** Aim of the exercise **
Reproduce the listing in full. Keep every character unchanged.
--- START ---
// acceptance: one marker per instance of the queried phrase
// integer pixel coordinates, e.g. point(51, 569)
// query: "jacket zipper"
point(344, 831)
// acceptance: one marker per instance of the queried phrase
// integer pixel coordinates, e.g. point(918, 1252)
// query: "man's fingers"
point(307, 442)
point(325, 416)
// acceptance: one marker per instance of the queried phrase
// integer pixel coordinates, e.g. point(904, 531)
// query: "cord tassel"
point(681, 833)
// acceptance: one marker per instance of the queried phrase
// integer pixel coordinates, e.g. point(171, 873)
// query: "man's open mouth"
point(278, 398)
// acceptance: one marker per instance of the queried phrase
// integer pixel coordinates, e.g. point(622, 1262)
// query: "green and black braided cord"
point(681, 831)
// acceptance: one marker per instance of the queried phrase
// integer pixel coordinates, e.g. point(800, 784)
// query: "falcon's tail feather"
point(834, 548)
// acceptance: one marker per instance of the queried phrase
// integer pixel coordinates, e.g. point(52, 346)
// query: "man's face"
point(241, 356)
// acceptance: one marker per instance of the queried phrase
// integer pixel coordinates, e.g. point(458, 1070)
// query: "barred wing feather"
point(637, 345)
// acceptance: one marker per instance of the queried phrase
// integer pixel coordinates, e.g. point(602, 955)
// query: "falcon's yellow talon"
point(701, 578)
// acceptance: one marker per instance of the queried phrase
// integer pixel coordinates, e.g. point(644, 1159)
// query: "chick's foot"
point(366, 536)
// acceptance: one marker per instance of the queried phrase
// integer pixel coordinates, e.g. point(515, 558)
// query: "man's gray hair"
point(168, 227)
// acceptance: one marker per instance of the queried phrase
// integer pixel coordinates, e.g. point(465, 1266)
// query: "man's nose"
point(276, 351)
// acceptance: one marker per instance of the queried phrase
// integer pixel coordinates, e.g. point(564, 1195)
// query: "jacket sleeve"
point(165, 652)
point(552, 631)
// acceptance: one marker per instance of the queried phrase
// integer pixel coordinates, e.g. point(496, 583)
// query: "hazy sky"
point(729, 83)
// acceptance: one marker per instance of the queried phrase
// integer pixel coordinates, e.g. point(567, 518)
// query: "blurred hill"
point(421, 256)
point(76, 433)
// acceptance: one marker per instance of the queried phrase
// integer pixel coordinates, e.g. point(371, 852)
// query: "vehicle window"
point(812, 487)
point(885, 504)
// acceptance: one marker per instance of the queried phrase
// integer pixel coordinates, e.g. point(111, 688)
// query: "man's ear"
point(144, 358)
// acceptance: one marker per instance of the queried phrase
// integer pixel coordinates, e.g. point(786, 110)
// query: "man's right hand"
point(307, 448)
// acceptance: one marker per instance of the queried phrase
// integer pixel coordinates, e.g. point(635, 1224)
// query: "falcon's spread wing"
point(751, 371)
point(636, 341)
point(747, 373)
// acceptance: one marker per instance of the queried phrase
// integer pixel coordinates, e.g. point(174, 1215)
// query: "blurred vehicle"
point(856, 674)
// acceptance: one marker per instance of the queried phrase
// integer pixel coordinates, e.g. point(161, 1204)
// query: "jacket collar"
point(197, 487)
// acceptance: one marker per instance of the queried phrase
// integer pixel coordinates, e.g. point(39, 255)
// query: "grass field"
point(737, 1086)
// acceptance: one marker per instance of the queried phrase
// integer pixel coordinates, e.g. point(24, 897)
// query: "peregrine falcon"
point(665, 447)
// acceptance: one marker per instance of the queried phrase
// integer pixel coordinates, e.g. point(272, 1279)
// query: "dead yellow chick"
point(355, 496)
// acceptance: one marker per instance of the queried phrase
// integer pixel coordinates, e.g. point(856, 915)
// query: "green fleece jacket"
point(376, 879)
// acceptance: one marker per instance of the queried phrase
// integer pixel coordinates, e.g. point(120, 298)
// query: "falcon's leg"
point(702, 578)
--- END ---
** Completed task **
// acceptance: one marker per instance of the queried phrase
// integer pixel coordinates, e.g. point(51, 569)
// query: "jacket zipper"
point(344, 831)
// acceptance: one marker per instance of the queried phrase
// integer pixel coordinates, e.g. point(918, 1252)
// query: "man's fingers"
point(307, 442)
point(325, 416)
// acceptance: one marker per instance of the queried phrase
// integer pixel coordinates, e.g. point(904, 531)
// query: "cord tassel"
point(681, 833)
// acceptance: one marker per instance of the queried phrase
// integer pixel coordinates, e.g. point(171, 873)
// query: "man's open mouth"
point(278, 398)
// acceptance: one marker per instance of the queried phrase
// integer pixel coordinates, e.g. point(622, 1262)
// query: "green and black braided cord"
point(681, 831)
// acceptance: one marker per instance of the queried phrase
// integer pixel coordinates, e.g. point(800, 784)
// query: "falcon's tail feather"
point(834, 548)
// acceptance: one marker per instance of the queried phrase
// integer pixel coordinates, e.g. point(52, 346)
// query: "man's face"
point(241, 356)
// acceptance: one marker per instance of the queried phrase
// integer pixel coordinates, e.g. point(458, 1070)
// query: "barred wing feather"
point(637, 345)
// acceptance: one marker per instance of the queried phrase
// integer pixel coordinates, e.g. point(602, 955)
// query: "falcon's yellow talon"
point(701, 578)
// acceptance: one marker per instance of the queried phrase
// integer pixel coordinates, e.g. point(644, 1159)
// query: "chick's foot"
point(366, 536)
// acceptance: one marker per instance of the queried phrase
// integer pixel coordinates, e.g. point(515, 558)
// query: "man's gray hair"
point(168, 227)
// acceptance: one marker per instance of the queried phrase
// integer pixel coordinates, e.g. point(465, 1266)
// query: "man's nose"
point(276, 351)
// acceptance: one marker per instance of the queried phrase
// integer pixel coordinates, e.g. point(564, 1195)
// query: "jacket sleeve"
point(165, 652)
point(552, 631)
// acceptance: one marker per instance of the queried phrase
// integer pixel coordinates, e.g. point(496, 583)
// query: "hazy sky"
point(729, 83)
// acceptance: one marker per instance of the queried phrase
// integer pixel coordinates, e.g. point(567, 518)
// query: "blurred hill"
point(421, 256)
point(76, 433)
// acceptance: one marker per instance of the queried phrase
// integer pixel coordinates, e.g. point(371, 852)
// query: "vehicle window"
point(812, 487)
point(885, 504)
// acceptance: one marker per instance of the queried phrase
// integer pixel coordinates, e.g. point(111, 688)
// query: "man's ear"
point(144, 358)
// acceptance: one marker per instance of the queried phrase
// integer pixel coordinates, e.g. point(786, 110)
// query: "man's right hand"
point(307, 448)
// acceptance: one marker per instance of the queried phrase
// integer pixel coordinates, e.g. point(635, 1224)
// query: "falcon's spread wing"
point(751, 371)
point(636, 341)
point(747, 373)
// acceptance: one marker per instance of the queried phrase
// integer pixel coordinates, e.g. point(174, 1215)
// query: "blurred vehicle"
point(856, 674)
// acceptance: one marker per instance of the queried phrase
// integer pixel coordinates, e.g. point(161, 1204)
// query: "jacket collar"
point(197, 487)
// acceptance: one marker per instance of the queried phrase
// integer pixel coordinates, e.g. point(39, 255)
// query: "grass field"
point(737, 1086)
// acceptance: one marker per instance of the queried phrase
// integer pixel coordinates, e.g. point(24, 897)
// query: "peregrine falcon"
point(665, 447)
// acceptance: one marker per instance of the queried phrase
// integer pixel coordinates, e.g. point(272, 1279)
// query: "dead yellow chick"
point(355, 496)
// acceptance: one marker per instance of the queried phrase
// integer pixel coordinates, e.g. point(856, 915)
// query: "green fleece jacket"
point(376, 879)
// acceptance: one marker per instance of the queried phrase
// integer pixel coordinates, e.g. point(120, 298)
// query: "falcon's leg"
point(702, 578)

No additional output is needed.